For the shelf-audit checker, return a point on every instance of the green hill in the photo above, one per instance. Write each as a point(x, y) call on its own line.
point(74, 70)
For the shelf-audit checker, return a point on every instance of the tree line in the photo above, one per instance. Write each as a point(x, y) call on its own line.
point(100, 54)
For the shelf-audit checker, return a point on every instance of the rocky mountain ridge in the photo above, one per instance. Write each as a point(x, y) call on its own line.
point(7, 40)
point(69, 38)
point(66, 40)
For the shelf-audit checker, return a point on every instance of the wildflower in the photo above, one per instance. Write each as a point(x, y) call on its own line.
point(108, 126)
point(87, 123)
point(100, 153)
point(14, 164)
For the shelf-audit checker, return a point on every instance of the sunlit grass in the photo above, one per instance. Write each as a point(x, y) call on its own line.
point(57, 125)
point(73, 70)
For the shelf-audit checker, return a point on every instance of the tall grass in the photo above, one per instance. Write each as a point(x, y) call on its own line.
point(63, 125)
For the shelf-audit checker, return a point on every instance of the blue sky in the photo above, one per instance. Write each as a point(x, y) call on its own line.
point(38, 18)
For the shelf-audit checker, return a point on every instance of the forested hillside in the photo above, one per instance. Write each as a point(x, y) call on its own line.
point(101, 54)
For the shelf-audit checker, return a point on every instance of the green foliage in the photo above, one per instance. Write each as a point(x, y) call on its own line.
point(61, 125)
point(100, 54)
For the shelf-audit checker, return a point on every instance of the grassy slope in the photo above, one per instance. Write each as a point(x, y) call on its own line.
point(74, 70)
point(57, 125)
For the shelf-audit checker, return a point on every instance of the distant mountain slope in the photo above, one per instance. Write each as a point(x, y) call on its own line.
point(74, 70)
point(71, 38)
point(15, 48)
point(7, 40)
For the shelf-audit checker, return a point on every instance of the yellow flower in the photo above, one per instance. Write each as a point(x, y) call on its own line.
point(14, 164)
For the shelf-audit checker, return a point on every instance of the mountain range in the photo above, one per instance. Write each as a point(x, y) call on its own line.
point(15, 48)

- [ASSIGNMENT]
Reproduce the data in full. Nothing in it may be altered.

- [RESPONSE TO THIS EXERCISE]
For the shelf-audit checker, return a point on every instance of the green hill in the photo above, one per instance. Write each as a point(x, y) call on its own line.
point(74, 70)
For the shelf-audit checker, return a point on every instance of the tree line in the photo above, one per instance. Write each as a point(x, y) call on its own line.
point(100, 54)
For the shelf-audit checker, return a point on every instance of the rocky mountain ridge in the photo above, one per instance. Write each as a point(x, y) call on its own line.
point(7, 40)
point(69, 38)
point(66, 40)
For the shelf-audit checker, return a point on every instance of the wildflower in the photo above, one per instance. Write each as a point(x, y) call on its own line.
point(108, 126)
point(87, 123)
point(100, 153)
point(14, 164)
For the shelf-audit checker, return a point on every instance of the sunlit grass in the photo above, one per instance. Write each as a point(x, y) call on its own line.
point(57, 125)
point(73, 70)
For the shelf-audit checker, return a point on every instance of the tall grass in the photo above, one per instance. Write each as a point(x, y) call on its own line.
point(63, 125)
For the shelf-audit checker, return a point on every instance of the blue sky in the photo above, one per instance. Write each as a point(x, y) call on its own line.
point(38, 18)
For the shelf-audit checker, return a point on every instance of the forested hillside in the photo above, one per instance. Write each as a point(x, y) call on its own line.
point(101, 54)
For the shelf-audit checker, return a point on every instance of the green foliage in the photo above, one per instance. Write each as a point(x, y) call on its own line.
point(61, 125)
point(100, 54)
For the shelf-audit checker, return a point on every instance of the grassy slope in the photo above, one per instance. Write each as a point(x, y) call on its own line.
point(74, 70)
point(57, 125)
For the shelf-audit checker, return a point on every instance of the distant mountain slope in the photo above, one per instance. Write each as a point(x, y) call on its own line.
point(74, 70)
point(71, 38)
point(15, 48)
point(7, 40)
For the shelf-audit checker, return a point on every instance of the yellow flower in the photo above, one per instance. Write each as a point(x, y) call on its own line.
point(14, 164)
For the shelf-audit checker, return a point on every instance of the mountain range in the photo above, one per instance. Write each as a point(x, y) call on its own line.
point(15, 48)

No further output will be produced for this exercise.